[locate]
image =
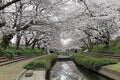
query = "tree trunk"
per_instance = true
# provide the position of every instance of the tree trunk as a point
(6, 40)
(18, 42)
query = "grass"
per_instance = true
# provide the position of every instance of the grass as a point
(43, 62)
(115, 67)
(92, 62)
(11, 51)
(11, 71)
(114, 48)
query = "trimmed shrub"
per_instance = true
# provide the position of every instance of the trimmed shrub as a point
(42, 62)
(92, 62)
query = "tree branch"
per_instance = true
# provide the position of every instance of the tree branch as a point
(8, 4)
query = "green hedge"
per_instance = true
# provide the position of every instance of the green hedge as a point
(42, 62)
(92, 62)
(11, 51)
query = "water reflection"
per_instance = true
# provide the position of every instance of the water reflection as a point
(67, 70)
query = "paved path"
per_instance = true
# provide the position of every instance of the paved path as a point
(11, 71)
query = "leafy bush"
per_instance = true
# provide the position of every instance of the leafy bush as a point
(42, 62)
(92, 62)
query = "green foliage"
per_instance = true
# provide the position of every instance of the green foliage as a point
(114, 48)
(42, 62)
(92, 62)
(11, 51)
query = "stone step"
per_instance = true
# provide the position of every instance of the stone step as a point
(3, 60)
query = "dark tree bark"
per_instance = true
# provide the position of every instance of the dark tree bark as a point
(8, 4)
(6, 40)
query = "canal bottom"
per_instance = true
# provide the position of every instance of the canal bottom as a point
(67, 70)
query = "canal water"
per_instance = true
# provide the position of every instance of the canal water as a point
(67, 70)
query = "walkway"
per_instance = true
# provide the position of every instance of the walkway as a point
(11, 71)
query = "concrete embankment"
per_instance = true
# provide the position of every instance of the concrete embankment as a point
(37, 75)
(111, 71)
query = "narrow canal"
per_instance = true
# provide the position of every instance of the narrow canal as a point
(67, 70)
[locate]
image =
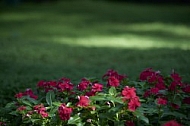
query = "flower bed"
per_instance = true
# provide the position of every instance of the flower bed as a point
(114, 100)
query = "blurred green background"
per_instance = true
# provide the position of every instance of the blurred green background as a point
(81, 38)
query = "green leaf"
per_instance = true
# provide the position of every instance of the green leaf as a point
(115, 99)
(175, 114)
(76, 120)
(14, 113)
(57, 103)
(10, 105)
(140, 116)
(32, 100)
(26, 103)
(112, 91)
(50, 97)
(98, 98)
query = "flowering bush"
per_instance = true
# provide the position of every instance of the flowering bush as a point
(114, 100)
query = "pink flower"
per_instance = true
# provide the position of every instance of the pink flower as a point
(21, 108)
(83, 84)
(64, 112)
(113, 81)
(146, 94)
(160, 86)
(128, 93)
(186, 100)
(176, 77)
(154, 91)
(65, 86)
(114, 74)
(19, 95)
(146, 74)
(173, 86)
(28, 92)
(129, 123)
(47, 86)
(90, 93)
(186, 88)
(171, 123)
(83, 101)
(40, 109)
(175, 106)
(161, 101)
(133, 104)
(97, 87)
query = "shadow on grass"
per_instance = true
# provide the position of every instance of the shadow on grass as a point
(24, 64)
(44, 42)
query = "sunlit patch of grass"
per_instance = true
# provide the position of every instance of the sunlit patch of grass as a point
(85, 38)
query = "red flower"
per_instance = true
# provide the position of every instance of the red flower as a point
(171, 123)
(65, 86)
(114, 74)
(129, 123)
(128, 92)
(47, 86)
(133, 104)
(154, 91)
(175, 106)
(83, 101)
(40, 109)
(97, 87)
(83, 84)
(19, 95)
(28, 92)
(186, 100)
(64, 112)
(160, 86)
(21, 108)
(161, 101)
(113, 81)
(146, 94)
(173, 86)
(90, 93)
(146, 73)
(176, 77)
(186, 89)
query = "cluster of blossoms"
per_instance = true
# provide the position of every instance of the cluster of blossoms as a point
(28, 92)
(157, 84)
(168, 93)
(91, 102)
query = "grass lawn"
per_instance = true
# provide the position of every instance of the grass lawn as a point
(84, 39)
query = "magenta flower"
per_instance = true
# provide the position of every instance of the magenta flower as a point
(64, 112)
(83, 101)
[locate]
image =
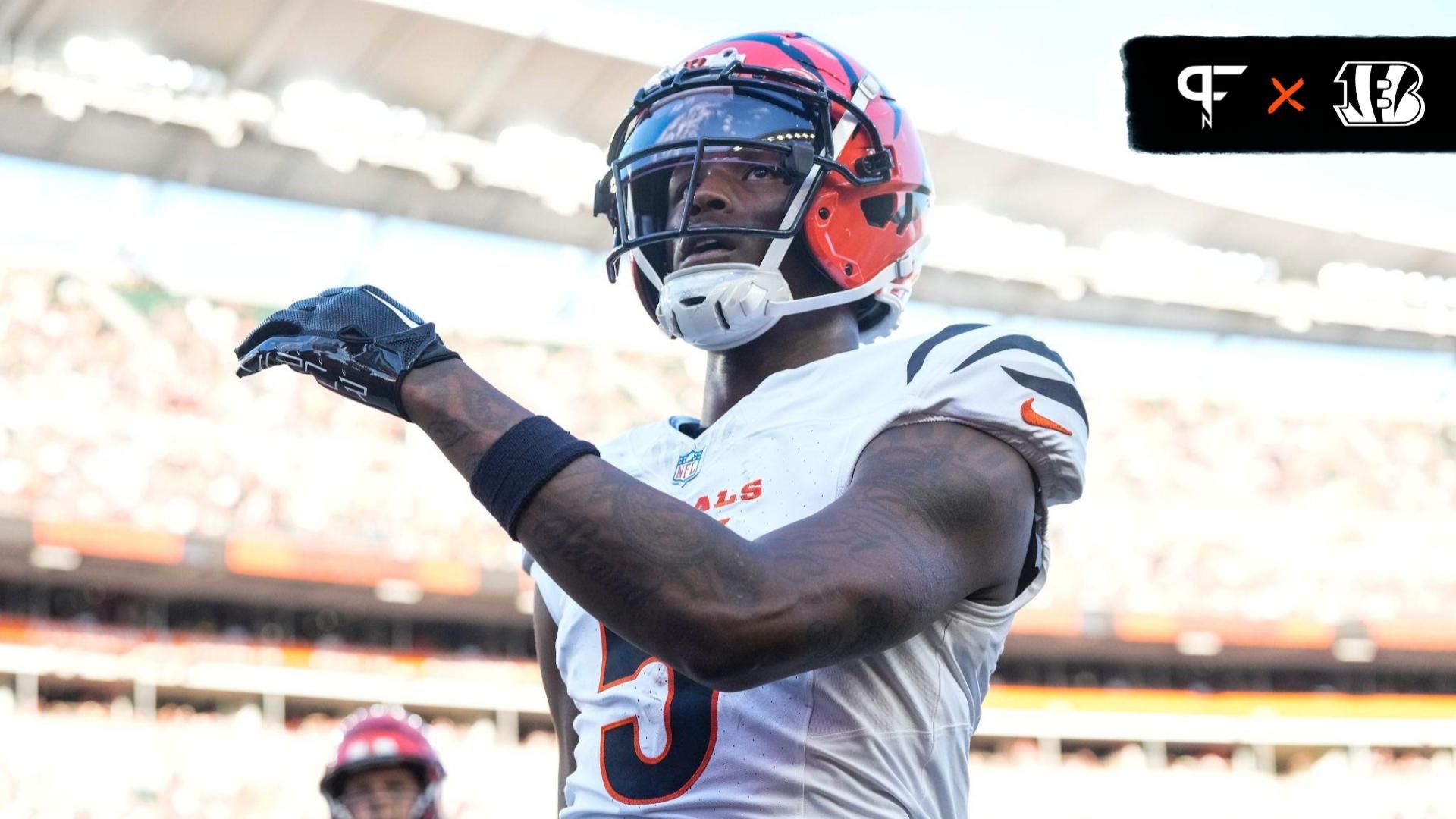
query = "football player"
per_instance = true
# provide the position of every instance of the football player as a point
(792, 604)
(383, 768)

> _Task description_
Everything in the listing above must be restated word for word, except the images.

> _Answer to this exercise_
[locate]
image =
query = "tree trunk"
per_instance = true
# provide the position of every instance of the tree trunk as a point
(6, 40)
(18, 42)
query = "grass"
per_instance = true
# provide the position of every instance of the grass as a point
(43, 62)
(115, 67)
(92, 62)
(11, 51)
(11, 71)
(114, 48)
query = "trimmed shrub"
per_instance = true
# provide the position of every instance of the trimmed shrub as a point
(42, 62)
(92, 62)
query = "tree branch"
per_instance = true
# provide the position of every instance of the tree branch as a point
(8, 4)
query = "green hedge"
per_instance = true
# provide the position of every instance of the green hedge as a point
(42, 62)
(92, 62)
(11, 51)
query = "water reflection"
per_instance = true
# provide the position of every instance of the water reflection as a point
(67, 70)
query = "paved path"
per_instance = true
# provide the position of every instance of the paved path as a point
(11, 71)
query = "leafy bush"
per_instance = true
# provide the position of every instance of the leafy bush as a point
(42, 62)
(92, 62)
query = "green foliage"
per_instance = true
# provide the position of every instance of the green foliage as a point
(114, 48)
(42, 62)
(92, 62)
(11, 51)
query = "stone step"
per_instance = true
# provide the position of every instance of the stone step as a point
(3, 60)
query = "dark tree bark"
per_instance = true
# provide the position of every instance of the dark tree bark as a point
(8, 4)
(6, 40)
query = "canal bottom"
per_instance = true
# provide the position of every instance of the canal bottom as a point
(67, 70)
query = "canal water"
per_instance = true
# provide the position of every instance of the canal water as a point
(67, 70)
query = "walkway"
per_instance = true
# provide the position of every instance of the walkway as a point
(11, 71)
query = "concrete embankment"
per_instance = true
# provide the position of every instance of the concrete embankment as a point
(37, 75)
(111, 71)
query = "narrow canal"
per_instance = true
# provide the position of every instance of the narrow canal as a point
(67, 70)
[locate]
image =
query = "flower bed"
per_instance = true
# provide the position of every instance of the flower bed as a point
(114, 100)
query = "blurred green background"
per_instance = true
# provide the position of every instance of the blurred green background as a point
(81, 38)
query = "green leaf"
per_instance = true
# provide the position of every instance of the green leaf as a point
(115, 99)
(175, 114)
(76, 120)
(14, 113)
(57, 103)
(10, 105)
(140, 116)
(32, 100)
(26, 103)
(112, 91)
(50, 97)
(98, 98)
query = "flowering bush"
per_instance = true
# provide the position of every instance of the flowering bush as a point
(114, 100)
query = "pink flower"
per_instance = true
# provide the position of every instance of the pink flower as a point
(21, 108)
(83, 84)
(64, 112)
(113, 81)
(146, 94)
(160, 86)
(128, 93)
(186, 100)
(176, 77)
(154, 91)
(65, 86)
(114, 74)
(19, 95)
(146, 74)
(173, 86)
(28, 92)
(129, 123)
(47, 86)
(90, 93)
(186, 88)
(171, 123)
(83, 101)
(40, 109)
(175, 106)
(161, 101)
(133, 104)
(97, 87)
query = "shadow on grass"
per_instance = true
# provide the position of every instance of the shadow on grass as a point
(24, 64)
(44, 42)
query = "sunlit patch of grass"
per_instance = true
# provide the position of every instance of the sunlit patch of grass as a point
(85, 38)
query = "red flower"
per_instance = true
# provide the position of every instance of the red flower as a point
(171, 123)
(65, 86)
(114, 74)
(129, 123)
(128, 92)
(47, 86)
(133, 104)
(154, 91)
(175, 106)
(83, 101)
(40, 109)
(97, 87)
(83, 84)
(19, 95)
(28, 92)
(186, 100)
(64, 112)
(160, 86)
(21, 108)
(161, 101)
(113, 81)
(146, 94)
(173, 86)
(90, 93)
(146, 73)
(176, 77)
(186, 89)
query = "cluster of blossoms"
per_instance = true
# provide the position of every instance of the cluster of blossoms as a point
(28, 92)
(157, 84)
(168, 93)
(91, 102)
query = "grass lawn"
per_instance = true
# provide the position of every instance of the grass lawn as a point
(84, 39)
query = "magenta flower"
per_instance = true
# provide the position of every instance of the magenta flower as a point
(64, 112)
(83, 101)
[locate]
image =
query = "football player"
per_instance = true
# provide the position of every instance of the football player as a point
(792, 604)
(383, 768)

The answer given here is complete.